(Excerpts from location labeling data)
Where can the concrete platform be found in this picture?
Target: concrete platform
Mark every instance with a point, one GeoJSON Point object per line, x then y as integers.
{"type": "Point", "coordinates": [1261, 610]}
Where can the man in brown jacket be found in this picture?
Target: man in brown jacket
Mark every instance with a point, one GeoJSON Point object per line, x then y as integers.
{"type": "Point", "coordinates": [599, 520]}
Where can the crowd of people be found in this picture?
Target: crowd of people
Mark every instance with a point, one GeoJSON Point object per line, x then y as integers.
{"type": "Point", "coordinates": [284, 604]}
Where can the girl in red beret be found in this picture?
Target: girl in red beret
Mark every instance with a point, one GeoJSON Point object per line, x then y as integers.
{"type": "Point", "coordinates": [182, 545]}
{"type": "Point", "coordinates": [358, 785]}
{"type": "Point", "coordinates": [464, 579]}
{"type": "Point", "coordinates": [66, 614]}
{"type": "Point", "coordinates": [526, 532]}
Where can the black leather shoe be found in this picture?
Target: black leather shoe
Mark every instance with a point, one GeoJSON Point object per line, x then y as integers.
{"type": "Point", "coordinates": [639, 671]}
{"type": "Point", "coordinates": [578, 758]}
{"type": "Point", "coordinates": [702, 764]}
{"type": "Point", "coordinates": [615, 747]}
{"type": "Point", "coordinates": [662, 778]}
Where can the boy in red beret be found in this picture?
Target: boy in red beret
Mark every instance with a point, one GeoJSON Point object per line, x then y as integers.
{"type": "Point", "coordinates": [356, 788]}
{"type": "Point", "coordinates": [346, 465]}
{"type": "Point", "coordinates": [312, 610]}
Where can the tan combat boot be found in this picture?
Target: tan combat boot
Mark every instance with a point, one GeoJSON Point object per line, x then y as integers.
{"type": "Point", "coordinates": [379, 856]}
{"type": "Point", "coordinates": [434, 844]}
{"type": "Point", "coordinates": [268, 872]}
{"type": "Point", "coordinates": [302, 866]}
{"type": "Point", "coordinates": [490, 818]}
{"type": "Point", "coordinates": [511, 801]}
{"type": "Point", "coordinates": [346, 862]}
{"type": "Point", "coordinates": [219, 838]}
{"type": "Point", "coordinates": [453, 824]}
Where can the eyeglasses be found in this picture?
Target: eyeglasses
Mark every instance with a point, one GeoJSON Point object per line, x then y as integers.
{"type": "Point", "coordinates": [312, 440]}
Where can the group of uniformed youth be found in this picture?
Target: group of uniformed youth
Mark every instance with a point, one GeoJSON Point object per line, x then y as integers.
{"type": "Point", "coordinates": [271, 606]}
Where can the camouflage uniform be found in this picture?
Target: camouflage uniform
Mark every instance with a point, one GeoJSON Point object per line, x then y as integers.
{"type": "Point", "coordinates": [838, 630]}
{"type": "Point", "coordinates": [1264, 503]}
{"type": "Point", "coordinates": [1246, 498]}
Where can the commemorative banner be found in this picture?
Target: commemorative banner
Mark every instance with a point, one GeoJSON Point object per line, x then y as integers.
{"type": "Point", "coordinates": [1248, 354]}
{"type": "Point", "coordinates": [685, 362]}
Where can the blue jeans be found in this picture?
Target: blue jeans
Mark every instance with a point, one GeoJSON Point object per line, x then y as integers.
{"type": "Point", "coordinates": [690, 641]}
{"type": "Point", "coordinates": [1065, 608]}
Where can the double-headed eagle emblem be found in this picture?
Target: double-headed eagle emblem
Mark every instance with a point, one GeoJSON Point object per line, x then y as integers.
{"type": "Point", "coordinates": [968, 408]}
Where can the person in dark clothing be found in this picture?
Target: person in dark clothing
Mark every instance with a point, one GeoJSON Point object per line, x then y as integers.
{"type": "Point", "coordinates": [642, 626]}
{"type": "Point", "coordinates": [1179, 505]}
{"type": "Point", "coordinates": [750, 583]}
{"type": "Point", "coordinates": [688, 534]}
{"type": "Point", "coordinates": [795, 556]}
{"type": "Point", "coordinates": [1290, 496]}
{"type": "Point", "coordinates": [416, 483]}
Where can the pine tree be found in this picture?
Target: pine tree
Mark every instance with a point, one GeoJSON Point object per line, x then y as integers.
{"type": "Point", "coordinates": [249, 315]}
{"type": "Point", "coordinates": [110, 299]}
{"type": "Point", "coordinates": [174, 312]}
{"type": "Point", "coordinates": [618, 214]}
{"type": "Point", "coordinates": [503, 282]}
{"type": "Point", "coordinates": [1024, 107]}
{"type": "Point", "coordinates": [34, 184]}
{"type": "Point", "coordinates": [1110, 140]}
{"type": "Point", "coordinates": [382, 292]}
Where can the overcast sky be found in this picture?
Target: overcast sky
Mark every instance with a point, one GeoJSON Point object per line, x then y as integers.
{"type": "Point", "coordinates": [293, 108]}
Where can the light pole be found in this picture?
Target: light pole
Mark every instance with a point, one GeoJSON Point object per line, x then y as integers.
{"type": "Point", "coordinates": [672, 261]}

---

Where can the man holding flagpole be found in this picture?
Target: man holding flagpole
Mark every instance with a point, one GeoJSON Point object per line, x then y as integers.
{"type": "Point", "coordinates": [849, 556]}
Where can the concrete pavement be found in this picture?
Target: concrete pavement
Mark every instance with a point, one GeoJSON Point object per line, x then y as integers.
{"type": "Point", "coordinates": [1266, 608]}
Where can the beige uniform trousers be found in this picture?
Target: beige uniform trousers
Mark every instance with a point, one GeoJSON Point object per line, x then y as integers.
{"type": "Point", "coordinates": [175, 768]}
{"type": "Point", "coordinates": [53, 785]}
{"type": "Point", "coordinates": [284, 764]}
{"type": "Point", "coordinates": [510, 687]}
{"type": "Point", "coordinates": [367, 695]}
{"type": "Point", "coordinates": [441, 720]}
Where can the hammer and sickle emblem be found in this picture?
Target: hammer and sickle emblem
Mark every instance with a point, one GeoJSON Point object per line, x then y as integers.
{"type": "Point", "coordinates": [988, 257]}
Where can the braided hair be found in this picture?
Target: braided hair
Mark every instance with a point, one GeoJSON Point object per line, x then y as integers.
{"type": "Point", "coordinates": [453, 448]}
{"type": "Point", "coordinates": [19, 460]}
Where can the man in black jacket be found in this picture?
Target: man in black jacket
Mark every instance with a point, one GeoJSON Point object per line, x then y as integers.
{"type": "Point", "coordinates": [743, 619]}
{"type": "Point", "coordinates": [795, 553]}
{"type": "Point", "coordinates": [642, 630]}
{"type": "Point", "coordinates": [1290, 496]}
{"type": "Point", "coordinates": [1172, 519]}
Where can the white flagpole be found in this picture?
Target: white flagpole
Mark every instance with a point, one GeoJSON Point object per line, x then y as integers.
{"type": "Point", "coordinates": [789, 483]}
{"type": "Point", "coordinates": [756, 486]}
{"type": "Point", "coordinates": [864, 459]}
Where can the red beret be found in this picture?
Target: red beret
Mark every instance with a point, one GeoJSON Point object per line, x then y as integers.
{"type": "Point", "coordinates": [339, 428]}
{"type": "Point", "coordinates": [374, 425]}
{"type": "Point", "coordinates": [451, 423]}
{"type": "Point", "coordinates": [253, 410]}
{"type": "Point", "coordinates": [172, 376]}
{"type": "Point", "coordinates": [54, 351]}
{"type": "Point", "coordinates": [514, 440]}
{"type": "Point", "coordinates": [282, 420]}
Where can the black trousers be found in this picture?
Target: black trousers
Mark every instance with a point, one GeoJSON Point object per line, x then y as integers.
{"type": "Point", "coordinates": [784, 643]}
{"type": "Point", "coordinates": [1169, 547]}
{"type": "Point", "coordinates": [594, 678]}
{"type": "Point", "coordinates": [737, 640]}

- [THE REQUEST]
Return every line from the entries above that contains the word "uniformed".

- [FULL ANSWER]
Where can the group of uniformed youth be found in this picture?
Target: group of uniformed youth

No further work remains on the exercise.